# Excerpted text:
By 1990, Academy had grown to 18 stores. At that time, it was selling more cowboy boots than any other chain in the United States. It also began a period of more rapid expansion, jumping to 34 stores by 1995, the year after it first moved into two adjoining states. It opened its first store outside Texas in Edmond, Oklahoma, in June 1994, then added a store in Lafayette, Louisiana, the following November, thus ending the company's exclusive Texas identity. In 1997, Arthur's son, David Gochman, became CEO.

Academy's roots remain in Texas, though, and the epicenter of the company's business has always been the greater Houston area. Almost half of its stores are located there, along with the company's headquarters and distribution facility. As it has expanded beyond its home base, Academy has sought "hot-market" locales, places that from market analysis offered the promise of high-volume sales. The result has been that it has never had to close one of its new stores, all of which have been profitable since their opening day.

David Gochman, the founder's son and a graduate of Harvard in Chinese studies and the University of Texas Law School, joined Academy in 1995 on a full-time basis. By that time, his father, then 65, had built Academy into a $350 million retail chain and was ready to hand over control of the business to his 30-year-old son. David Gochman initially served as vice-president of store operations and general counsel, but in the following year, he succeeded his father as Academy's chairman, president, and CEO.

In 1996, Academy expanded into Alabama. In 1998, it opened its first Florida location. In 1999, it expanded in Mississippi and Tennessee.

# Assignment A:
List every state other than Texas that the Academy history says the company expanded into.
# Assignment B:
According to the Academy history, in which city did the company open its first store outside Texas?
# Assignment C:
Pick up the Academy history after its last sentence and keep it going.

[Stored records]
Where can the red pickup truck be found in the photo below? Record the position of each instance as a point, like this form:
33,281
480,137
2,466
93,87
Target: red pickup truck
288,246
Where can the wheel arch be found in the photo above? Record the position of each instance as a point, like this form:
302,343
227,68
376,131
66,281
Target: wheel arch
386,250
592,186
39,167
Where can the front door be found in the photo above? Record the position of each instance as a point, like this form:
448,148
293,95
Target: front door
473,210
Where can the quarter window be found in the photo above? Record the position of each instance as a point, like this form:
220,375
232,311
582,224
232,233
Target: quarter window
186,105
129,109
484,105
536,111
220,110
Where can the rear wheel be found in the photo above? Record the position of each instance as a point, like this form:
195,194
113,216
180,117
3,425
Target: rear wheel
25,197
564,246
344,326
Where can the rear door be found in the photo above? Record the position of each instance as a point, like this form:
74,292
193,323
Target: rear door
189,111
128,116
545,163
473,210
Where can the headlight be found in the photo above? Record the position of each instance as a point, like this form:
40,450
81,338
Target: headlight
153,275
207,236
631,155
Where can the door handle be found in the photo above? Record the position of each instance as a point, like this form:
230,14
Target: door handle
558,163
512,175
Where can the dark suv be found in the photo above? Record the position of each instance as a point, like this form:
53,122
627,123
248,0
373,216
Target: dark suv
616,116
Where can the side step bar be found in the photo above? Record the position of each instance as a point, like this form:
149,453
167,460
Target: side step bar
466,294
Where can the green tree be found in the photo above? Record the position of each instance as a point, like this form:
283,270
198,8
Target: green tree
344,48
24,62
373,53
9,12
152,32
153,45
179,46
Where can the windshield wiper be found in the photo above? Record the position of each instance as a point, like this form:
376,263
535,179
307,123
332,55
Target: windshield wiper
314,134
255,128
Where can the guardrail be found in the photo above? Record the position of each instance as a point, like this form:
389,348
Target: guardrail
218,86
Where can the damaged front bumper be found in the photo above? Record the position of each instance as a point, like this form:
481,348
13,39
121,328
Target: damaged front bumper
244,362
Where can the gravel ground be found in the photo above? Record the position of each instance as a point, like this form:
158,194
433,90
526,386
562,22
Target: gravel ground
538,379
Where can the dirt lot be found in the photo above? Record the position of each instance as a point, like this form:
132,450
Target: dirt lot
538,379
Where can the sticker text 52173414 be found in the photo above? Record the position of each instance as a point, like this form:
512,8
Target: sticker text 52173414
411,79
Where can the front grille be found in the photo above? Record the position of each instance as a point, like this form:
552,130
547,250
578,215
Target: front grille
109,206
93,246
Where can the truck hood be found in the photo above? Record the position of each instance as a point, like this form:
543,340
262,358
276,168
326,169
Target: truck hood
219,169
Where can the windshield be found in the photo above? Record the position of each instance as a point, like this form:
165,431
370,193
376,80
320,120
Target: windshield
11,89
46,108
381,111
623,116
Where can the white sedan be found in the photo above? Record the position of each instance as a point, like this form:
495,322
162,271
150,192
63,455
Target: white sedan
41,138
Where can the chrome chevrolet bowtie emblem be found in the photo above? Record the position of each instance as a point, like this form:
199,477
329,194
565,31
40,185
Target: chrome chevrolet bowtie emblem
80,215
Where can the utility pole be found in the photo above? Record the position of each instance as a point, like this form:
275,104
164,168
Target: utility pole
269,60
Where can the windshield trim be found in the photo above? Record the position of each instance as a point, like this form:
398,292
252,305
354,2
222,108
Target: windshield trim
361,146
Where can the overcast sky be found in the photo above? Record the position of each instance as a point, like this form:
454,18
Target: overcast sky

# Response A:
Oklahoma, Louisiana, Alabama, Florida, Mississippi, Tennessee

# Response B:
Edmond, Oklahoma

# Response C:
===2000s===

In 2000, Academy opened its 50th location in Temple, Texas, then expanded into Arkansas in 2003 and Missouri and Georgia in 2005. In 2006, the company opened its first 100,000-sq-ft store. Rodney Faldyn became president of Academy in 2007, and at that time, the company expanded into South Carolina. In 2009, Academy opened a second distribution warehouse in Twiggs County, Georgia.

===2010s and acquisition by KKR===

In 2011, Academy Sports + Outdoors was acquired by Kohlberg Kravis Roberts (KKR). Just months after acquisition, the brand launched an e-commerce store and became a multichannel retailer. At that time, Faldyn became CEO and president. In 2012, Academy expanded into North Carolina and Kansas. In 2014, it expanded into Indiana and Kentucky. In 2015, J.K. Symancyk became CEO and president. At that time, Academy opened its 200th store in Tupelo, Mississippi. In 2016, Academy expanded into Illinois and opened a third distribution warehouse in Cookeville, Tennessee. In 2018, the company opened its 250th store in Mansfield, Texas.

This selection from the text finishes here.